→ **TAREA SOLICITADA**
Convierte en una lista breve el párrafo del texto sobre el cálculo económico en el socialismo que empieza con «Es cierto que en el socialismo» y conserva sus ideas principales.

→ **TEXTO PARA ANÁLISIS**
_ _ _ _ _
Pero en una comunidad socialista en la que sólo hay un empresario no hay ni precios de los factores de producción ni cálculo económico. Para el empresario de la sociedad capitalista un factor de producción, a través de su precio, envía una advertencia: No me toques, estoy destinado a la satisfacción de otra necesidad más urgente. Pero en el socialismo estos factores de producción son mudos. No dan ninguna pista al planificador. La tecnología le ofrece una gran variedad de soluciones posibles para el mismo problema. Cada una de ellas requiere el desembolso de otros tipos y cantidades de diversos factores de producción. Pero como el gestor socialista no puede reducirlas a un denominador común, no está en condiciones de averiguar cuál de ellas es la más ventajosa.

Es cierto que en el socialismo no habría ni beneficios ni pérdidas discernibles. Donde no hay cálculo, no hay medios para obtener una respuesta a la pregunta de si los proyectos planificados o realizados eran los más adecuados para satisfacer las necesidades más urgentes; el éxito y el fracaso permanecen sin reconocer en la oscuridad. Los defensores del socialismo se equivocan al considerar que la ausencia de pérdidas y ganancias discernibles es un punto excelente. Es, por el contrario, el vicio esencial de toda gestión socialista. No es una ventaja ignorar si lo que se hace es o no un medio adecuado para alcanzar los fines buscados. Una gestión socialista sería como un hombre obligado a pasar su vida con los ojos vendados.

Se ha objetado que el sistema de mercado es, en cualquier caso, bastante inapropiado en las condiciones que conlleva una gran guerra. Si se dejara de lado el mecanismo de mercado, sería imposible que el gobierno obtuviera todo el equipamiento necesario. Los escasos factores de producción necesarios para la producción de armamento se desperdiciarían para usos civiles que, en una guerra, deben considerarse menos importantes, incluso como lujo y despilfarro. Por lo tanto, era imperativo recurrir al sistema de prioridades establecido por el gobierno y crear el aparato burocrático necesario.

El error de este razonamiento es que no se da cuenta de que la necesidad de otorgar al gobierno plenos poderes para determinar para qué tipos de producción deben utilizarse las distintas materias primas no es un resultado de la guerra, sino de los métodos aplicados para financiar los gastos de guerra.
_ _ _ _ _
→ **DATOS PROPORCIONADOS**

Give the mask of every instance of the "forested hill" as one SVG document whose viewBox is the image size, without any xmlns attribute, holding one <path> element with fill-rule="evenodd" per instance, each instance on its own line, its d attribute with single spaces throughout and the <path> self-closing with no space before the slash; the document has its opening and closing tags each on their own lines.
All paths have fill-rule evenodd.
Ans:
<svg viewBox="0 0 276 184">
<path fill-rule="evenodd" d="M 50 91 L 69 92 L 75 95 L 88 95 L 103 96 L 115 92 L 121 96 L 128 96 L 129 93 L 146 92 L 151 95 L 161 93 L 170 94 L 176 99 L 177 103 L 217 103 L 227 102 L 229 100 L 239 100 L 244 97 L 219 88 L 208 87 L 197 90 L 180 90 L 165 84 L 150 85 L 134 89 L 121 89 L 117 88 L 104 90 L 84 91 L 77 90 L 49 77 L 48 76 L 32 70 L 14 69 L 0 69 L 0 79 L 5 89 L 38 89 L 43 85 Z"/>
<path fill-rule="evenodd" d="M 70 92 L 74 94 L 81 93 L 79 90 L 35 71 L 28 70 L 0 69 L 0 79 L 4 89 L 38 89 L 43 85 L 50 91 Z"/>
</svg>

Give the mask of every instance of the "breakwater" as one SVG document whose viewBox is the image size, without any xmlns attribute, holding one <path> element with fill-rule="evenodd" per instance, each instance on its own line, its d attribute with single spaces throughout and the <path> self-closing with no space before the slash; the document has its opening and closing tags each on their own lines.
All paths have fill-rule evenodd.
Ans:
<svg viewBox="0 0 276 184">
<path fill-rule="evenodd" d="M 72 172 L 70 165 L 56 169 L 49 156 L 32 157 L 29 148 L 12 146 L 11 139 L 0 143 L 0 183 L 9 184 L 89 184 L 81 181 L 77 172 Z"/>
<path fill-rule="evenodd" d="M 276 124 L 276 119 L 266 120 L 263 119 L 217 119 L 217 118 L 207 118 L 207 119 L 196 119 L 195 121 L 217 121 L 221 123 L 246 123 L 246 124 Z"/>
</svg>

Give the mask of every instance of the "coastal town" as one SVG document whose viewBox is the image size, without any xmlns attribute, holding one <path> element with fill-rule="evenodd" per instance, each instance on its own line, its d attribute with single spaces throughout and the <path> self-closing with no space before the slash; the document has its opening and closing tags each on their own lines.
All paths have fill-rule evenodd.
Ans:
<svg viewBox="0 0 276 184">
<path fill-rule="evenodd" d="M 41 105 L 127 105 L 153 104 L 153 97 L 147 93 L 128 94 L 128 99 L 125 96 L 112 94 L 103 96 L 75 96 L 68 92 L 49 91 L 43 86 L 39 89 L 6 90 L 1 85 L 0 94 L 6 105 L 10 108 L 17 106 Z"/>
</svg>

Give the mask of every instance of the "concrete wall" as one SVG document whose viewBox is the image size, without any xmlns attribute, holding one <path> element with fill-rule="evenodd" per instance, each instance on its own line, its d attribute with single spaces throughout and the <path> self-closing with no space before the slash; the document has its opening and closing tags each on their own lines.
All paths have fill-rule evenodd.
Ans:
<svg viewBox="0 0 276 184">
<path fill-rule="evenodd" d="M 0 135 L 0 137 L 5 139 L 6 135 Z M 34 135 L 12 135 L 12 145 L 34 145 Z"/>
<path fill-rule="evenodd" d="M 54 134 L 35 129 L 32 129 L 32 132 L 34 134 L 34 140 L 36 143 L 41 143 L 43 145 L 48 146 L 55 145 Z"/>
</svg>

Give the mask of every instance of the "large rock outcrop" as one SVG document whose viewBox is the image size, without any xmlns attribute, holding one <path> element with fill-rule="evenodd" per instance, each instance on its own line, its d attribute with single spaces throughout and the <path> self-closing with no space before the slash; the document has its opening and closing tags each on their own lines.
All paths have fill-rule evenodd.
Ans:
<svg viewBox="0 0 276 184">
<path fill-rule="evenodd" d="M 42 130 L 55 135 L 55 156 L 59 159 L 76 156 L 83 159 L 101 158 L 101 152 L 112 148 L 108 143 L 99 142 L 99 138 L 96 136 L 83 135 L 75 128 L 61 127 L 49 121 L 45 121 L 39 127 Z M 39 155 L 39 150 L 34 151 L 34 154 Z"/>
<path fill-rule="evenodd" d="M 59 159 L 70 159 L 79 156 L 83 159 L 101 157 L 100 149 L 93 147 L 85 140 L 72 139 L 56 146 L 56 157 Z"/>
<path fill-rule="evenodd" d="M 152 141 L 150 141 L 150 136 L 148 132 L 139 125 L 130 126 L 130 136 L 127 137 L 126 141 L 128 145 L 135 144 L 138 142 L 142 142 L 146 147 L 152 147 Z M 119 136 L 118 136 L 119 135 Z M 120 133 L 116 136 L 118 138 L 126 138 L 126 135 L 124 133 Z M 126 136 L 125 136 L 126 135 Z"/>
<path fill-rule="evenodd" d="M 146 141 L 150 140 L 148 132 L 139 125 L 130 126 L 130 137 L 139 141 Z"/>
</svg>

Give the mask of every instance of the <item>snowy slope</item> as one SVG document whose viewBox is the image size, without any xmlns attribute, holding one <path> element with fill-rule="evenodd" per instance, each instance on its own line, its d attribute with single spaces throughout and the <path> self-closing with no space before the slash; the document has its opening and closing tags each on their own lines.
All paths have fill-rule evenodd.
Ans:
_ _ _ _ _
→ **RESULTADO**
- En el socialismo no habría beneficios ni pérdidas discernibles.
- Sin cálculo no hay forma de saber si los proyectos planificados o realizados eran los más adecuados para satisfacer las necesidades más urgentes. El éxito y el fracaso quedan sin reconocer.
- Los defensores del socialismo se equivocan al considerar esa ausencia de pérdidas y ganancias como un punto excelente, ya que es el vicio esencial de toda gestión socialista.
- Ignorar si lo que se hace es un medio adecuado para alcanzar los fines buscados no es una ventaja.
- Una gestión socialista sería como un hombre obligado a pasar su vida con los ojos vendados.